Winter is a time for creating the perfect garden on paper and in your imagination, whether it is a vegetable garden or a flower garden, or better yet, a vegetable garden with flowers planted in and around the vegetables to welcome the pollinators.
Most annuals need to wait until the soil is warm to the touch and past the last frost day, just about Mother’s Day in Maryland.
The All American Selections are an independent non-profit organization that tests new, never before sold varieties for the home garden, and the seeds and or plants are trialed by volunteer horticulture professionals all across the United States, and only the top garden performers are given the AAS Winner award destination for their superior performance.
This year, the top flowers include celosia, geranium, impatiens, marigold, petchoa (a combination of a petunia and calibrachoa), petunia, and verbena.
Celosia Burning Embers has colorful bronze foliage with dark pink veins that contrast beautifully with the upright pink plumes of flowers.
Like all Celosia, Burning Embers needs full sun, moist well drained soils to grow to its height of 8-9 inches.
These vibrant flowers will bloom from late spring to first hard frost, tolerating both heat and humidity.
They will thrive in containers or in the first row of flowers with a long blooming time that welcomes pollinators.
Geranium Big EEZE geraniums grow well in containers with excellent heat tolerance, and the newest addition, Pink Batik has all that plus beautify bicolored pink petals.
Pink Batik needs full sun and moist but well drained soils to produce its dark green leaves that create the perfect backdrop for the large, mosaic-style petals in varying shades of dark and light pink.
Solarscape Impatiens have superior disease resistance to downy mildew which made growing impatiens almost impossible for years.
Pink Jewel will grow in shade and sun with a mounding habit, growing 11-13 inches tall, and will bloom from late spring to frost.
Unlike the other impatiens, Pink Jewel will rebound from drought stress without dropping the buds, making this vibrant pink bloomer perfect for both gardens and containers.
They will need to be watered often to get the plants established but once they are at home in the garden they need a medium amount of watering, allowing them to produce an extremely high number of vibrant satiny pink flowers.
Marigold Siam Gold has dark green mounding foliage that contrasts beautifully with the fully double golden orange flowers.

• _Material shown_
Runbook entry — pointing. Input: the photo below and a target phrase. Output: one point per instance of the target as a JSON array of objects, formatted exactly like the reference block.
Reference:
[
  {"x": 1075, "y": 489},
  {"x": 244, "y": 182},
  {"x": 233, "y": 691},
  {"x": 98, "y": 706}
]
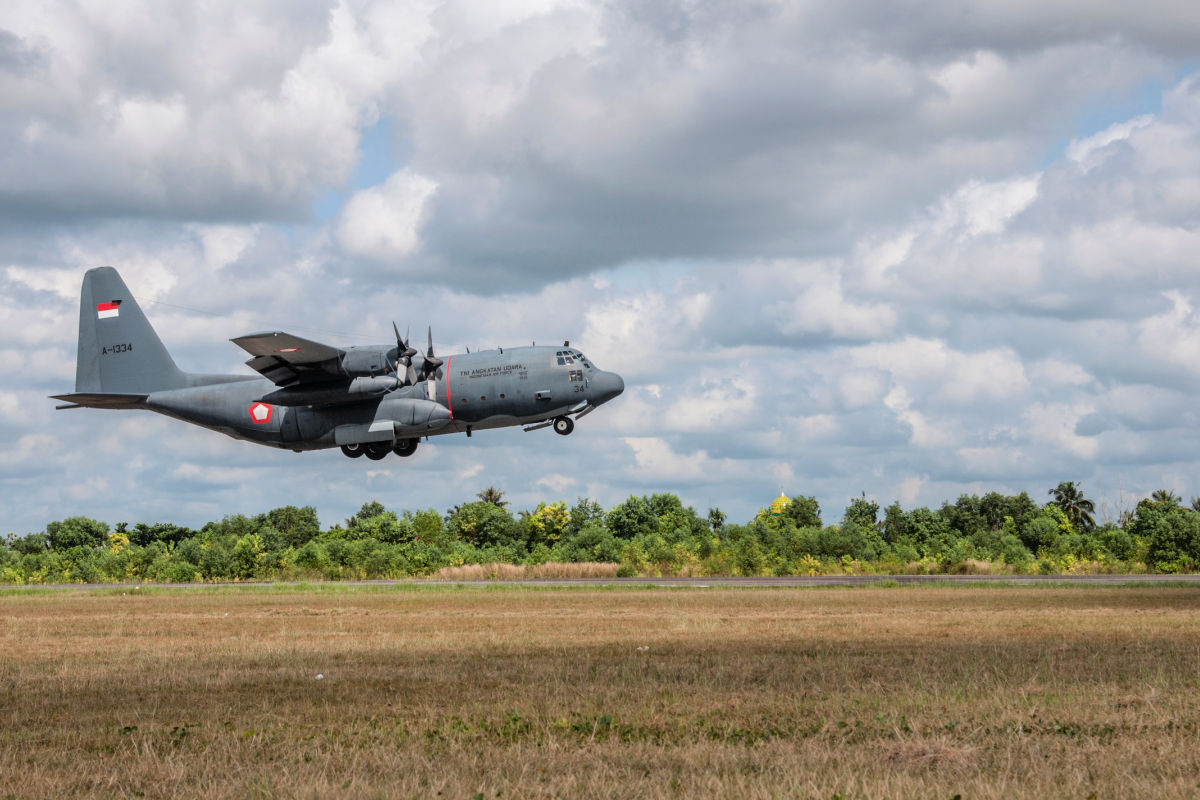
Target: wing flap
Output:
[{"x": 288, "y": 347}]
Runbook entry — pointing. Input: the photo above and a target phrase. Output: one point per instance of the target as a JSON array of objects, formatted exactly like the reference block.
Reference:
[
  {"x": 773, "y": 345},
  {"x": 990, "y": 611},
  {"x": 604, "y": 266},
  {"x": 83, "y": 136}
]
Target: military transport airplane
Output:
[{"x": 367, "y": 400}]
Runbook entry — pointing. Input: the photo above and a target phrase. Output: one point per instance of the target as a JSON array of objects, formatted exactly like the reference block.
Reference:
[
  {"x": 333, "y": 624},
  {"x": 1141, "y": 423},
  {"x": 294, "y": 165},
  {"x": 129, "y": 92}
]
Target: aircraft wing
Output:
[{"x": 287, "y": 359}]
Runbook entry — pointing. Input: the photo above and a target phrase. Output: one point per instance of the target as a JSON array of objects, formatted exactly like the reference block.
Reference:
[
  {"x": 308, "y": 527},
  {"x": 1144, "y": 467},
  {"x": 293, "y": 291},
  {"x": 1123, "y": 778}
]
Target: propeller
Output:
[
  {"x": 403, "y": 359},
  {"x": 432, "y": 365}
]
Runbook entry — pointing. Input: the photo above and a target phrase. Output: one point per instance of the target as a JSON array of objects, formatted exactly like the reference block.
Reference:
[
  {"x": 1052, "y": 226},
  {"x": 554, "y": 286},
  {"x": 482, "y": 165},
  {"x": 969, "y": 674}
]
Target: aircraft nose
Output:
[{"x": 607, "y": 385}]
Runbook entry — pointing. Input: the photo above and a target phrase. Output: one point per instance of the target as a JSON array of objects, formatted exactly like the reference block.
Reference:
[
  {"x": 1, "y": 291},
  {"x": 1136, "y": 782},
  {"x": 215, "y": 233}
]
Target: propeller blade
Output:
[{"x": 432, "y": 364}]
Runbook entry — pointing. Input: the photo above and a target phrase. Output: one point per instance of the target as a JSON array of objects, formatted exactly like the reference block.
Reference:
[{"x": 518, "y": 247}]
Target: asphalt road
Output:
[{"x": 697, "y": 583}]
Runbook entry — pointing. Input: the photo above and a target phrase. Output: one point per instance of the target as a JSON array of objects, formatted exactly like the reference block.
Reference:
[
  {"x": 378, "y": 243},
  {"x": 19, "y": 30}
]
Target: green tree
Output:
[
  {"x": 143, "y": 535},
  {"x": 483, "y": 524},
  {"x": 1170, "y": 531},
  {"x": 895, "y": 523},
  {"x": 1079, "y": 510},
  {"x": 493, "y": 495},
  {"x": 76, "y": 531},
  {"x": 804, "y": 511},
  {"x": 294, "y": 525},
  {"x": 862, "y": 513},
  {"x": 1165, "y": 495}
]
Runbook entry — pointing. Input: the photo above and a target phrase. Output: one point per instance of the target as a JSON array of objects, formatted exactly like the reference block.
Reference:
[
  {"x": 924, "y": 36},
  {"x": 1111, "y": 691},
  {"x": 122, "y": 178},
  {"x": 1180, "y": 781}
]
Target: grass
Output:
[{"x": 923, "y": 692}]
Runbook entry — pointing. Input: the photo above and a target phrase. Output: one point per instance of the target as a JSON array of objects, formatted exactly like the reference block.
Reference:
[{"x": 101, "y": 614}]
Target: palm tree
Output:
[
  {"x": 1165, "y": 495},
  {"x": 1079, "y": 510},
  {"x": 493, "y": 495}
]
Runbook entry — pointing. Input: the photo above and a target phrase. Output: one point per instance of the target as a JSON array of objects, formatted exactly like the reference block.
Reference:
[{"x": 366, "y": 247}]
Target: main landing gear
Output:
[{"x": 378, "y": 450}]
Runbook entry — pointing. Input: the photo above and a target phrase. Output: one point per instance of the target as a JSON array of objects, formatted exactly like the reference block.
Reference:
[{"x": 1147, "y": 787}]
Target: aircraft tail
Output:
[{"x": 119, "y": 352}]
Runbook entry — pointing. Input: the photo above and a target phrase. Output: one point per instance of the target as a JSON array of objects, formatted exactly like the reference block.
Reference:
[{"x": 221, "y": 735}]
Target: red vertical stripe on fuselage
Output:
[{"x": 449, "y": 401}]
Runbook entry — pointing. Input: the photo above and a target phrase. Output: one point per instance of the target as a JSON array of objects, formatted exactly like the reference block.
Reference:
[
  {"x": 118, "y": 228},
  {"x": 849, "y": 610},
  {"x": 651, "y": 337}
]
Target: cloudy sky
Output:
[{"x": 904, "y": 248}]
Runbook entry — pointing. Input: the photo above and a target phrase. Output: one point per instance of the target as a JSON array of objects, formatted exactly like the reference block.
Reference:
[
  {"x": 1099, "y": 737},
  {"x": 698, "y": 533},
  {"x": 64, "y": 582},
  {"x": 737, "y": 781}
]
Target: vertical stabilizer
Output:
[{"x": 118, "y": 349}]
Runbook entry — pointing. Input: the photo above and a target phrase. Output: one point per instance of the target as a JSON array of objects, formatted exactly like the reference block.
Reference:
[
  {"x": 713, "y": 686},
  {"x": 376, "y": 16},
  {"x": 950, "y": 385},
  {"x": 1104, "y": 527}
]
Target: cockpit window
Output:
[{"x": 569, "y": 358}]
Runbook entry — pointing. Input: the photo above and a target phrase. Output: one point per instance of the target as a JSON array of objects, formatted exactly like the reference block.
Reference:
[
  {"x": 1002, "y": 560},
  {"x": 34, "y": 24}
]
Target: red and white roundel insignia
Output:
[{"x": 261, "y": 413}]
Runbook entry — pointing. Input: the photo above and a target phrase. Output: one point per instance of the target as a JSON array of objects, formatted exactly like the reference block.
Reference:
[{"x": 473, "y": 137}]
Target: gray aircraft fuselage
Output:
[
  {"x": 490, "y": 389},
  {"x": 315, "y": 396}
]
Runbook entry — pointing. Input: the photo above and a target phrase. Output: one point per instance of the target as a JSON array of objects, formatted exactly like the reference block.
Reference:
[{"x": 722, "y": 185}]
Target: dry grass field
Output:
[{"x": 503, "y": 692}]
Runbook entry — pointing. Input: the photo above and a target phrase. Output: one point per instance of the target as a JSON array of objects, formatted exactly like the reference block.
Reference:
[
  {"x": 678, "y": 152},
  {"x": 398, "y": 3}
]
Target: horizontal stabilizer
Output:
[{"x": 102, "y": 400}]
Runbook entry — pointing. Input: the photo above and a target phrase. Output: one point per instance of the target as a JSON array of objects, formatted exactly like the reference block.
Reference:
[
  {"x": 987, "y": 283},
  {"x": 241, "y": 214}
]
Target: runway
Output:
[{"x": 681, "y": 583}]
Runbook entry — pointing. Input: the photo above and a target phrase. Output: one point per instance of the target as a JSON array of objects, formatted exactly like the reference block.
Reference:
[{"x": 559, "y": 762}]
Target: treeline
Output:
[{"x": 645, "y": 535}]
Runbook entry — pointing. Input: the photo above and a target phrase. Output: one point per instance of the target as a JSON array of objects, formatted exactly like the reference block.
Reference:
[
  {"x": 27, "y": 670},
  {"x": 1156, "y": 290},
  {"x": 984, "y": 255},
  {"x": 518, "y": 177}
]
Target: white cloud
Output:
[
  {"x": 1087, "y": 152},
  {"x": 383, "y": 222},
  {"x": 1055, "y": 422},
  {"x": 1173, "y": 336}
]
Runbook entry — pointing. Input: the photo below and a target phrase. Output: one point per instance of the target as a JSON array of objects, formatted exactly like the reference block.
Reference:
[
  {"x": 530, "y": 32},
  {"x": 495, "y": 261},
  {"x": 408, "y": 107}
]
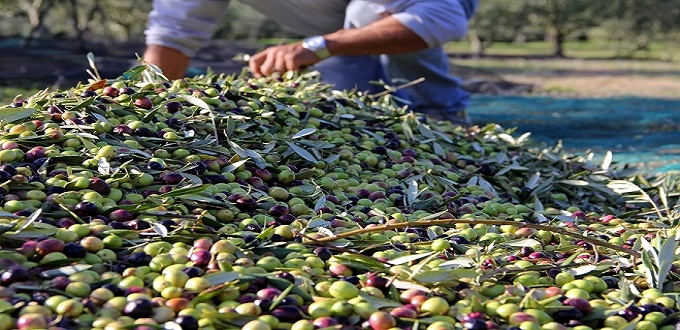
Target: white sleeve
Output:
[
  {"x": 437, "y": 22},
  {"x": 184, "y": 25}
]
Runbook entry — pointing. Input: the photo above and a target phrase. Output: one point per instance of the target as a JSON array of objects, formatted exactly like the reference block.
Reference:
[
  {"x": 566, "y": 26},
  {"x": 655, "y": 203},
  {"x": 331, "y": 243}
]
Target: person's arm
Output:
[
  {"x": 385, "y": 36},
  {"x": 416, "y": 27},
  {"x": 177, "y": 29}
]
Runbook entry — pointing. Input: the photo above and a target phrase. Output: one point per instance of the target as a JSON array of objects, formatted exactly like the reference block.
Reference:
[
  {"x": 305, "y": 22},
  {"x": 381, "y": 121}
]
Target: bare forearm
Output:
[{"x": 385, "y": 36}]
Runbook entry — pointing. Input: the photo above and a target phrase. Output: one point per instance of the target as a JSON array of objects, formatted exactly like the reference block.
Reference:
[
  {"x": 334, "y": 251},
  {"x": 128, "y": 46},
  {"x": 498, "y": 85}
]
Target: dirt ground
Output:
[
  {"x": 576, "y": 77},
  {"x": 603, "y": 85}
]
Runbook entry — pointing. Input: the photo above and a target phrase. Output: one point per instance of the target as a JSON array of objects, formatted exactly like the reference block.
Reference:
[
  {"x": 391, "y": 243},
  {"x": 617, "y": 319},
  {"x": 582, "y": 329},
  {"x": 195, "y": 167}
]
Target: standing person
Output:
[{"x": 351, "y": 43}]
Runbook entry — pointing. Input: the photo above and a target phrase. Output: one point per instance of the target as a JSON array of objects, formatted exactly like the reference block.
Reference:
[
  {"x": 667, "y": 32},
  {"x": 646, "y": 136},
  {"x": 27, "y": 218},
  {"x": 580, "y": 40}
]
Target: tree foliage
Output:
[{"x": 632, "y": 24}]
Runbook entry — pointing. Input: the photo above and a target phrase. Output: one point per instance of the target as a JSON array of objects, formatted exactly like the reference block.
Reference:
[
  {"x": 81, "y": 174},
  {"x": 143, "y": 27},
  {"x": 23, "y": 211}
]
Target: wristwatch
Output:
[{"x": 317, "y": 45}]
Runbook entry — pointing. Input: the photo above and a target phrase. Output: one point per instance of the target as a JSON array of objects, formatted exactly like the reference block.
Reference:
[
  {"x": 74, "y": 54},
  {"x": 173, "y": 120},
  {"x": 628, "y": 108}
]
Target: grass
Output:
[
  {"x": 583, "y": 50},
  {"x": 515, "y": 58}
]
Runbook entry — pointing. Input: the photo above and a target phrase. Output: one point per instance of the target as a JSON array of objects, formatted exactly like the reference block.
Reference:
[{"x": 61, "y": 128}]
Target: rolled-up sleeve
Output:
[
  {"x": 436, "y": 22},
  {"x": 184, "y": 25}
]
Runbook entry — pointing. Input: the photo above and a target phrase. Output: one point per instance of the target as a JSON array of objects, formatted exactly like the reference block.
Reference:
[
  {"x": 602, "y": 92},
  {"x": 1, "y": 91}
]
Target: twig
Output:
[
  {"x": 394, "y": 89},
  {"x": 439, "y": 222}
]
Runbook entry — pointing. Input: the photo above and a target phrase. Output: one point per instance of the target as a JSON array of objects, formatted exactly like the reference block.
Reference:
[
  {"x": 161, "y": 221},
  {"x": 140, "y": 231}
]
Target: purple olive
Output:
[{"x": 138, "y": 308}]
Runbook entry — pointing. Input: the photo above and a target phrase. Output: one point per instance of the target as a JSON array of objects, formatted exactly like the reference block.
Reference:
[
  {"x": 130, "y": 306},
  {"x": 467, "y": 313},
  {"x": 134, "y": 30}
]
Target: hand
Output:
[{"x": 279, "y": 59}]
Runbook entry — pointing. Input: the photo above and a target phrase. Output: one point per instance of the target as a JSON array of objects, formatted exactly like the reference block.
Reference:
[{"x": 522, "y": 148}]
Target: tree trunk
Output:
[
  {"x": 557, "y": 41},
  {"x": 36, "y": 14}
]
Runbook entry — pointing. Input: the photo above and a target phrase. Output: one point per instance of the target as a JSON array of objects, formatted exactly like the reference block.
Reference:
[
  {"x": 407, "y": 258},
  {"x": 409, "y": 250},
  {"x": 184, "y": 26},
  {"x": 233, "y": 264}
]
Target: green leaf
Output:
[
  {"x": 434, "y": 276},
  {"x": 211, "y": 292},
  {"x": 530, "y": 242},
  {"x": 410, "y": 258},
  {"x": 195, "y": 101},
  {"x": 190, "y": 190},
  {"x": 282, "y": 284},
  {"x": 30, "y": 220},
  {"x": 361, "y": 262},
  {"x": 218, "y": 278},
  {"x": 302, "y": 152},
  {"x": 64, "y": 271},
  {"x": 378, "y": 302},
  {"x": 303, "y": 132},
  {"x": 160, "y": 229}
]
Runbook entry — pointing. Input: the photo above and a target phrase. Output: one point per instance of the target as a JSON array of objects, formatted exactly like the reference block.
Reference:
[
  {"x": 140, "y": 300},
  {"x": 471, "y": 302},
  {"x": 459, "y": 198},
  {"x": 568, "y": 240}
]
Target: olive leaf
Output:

• _Required work_
Can you continue the piece on this year's All American Selections flower winners, starting right after its last sentence?

• _Output for this task_
Like all marigolds these plants need full sun and are drought tolerant, growing 18-20 inches tall and creating 3–4-inch large golden flowers.
The well branched stems help make Siam Gold a lovely cut flower as well. Petchoa EnViva has bright pink petals with a bright yellow throat, perfect for attracting a lot of pollinators!
The plants are very heat tolerant and the flowers bounce back after every rain. Petchoa is a hybrid of a petunia and a calibrachoa, and can only be found from cuttings.
They thrive in full sun, tolerant of heat, wind and rain, growing 18-24 inches tall, excellent in the garden or in containers.
EnViva has a strong mounding habit that is covered with hot pink flower that bloom from late spring to frost.
Sure Shot White petunias are not fussy, thriving in the garden or containers despite the sun and heat, rain and cold, covering the bright green foliage with pure white lightly fragrant flowers that attract a lot of pollinators.
The plants grow in full sun, growing 16-22 inches tall, and bloom best with regular watering and fertilizer.
Verbena Sweetheart Kisses has a riot of vibrant red, rose, pink and white flowers that sit over delicate airy foliage.
Plants are drought tolerant, thriving in full sun and growing 10-16 inches tall, and can create a beautiful groundcover or cascade over a container.
Plants will grow in gardens and in containers, blooming from early spring to frost, and each flower is a small bouquet that is very attractive to pollinators of all kinds.
(Editor’s Note: Ginny Rosenkranz is a commercial horticulture specialist with the University of Maryland Extension.)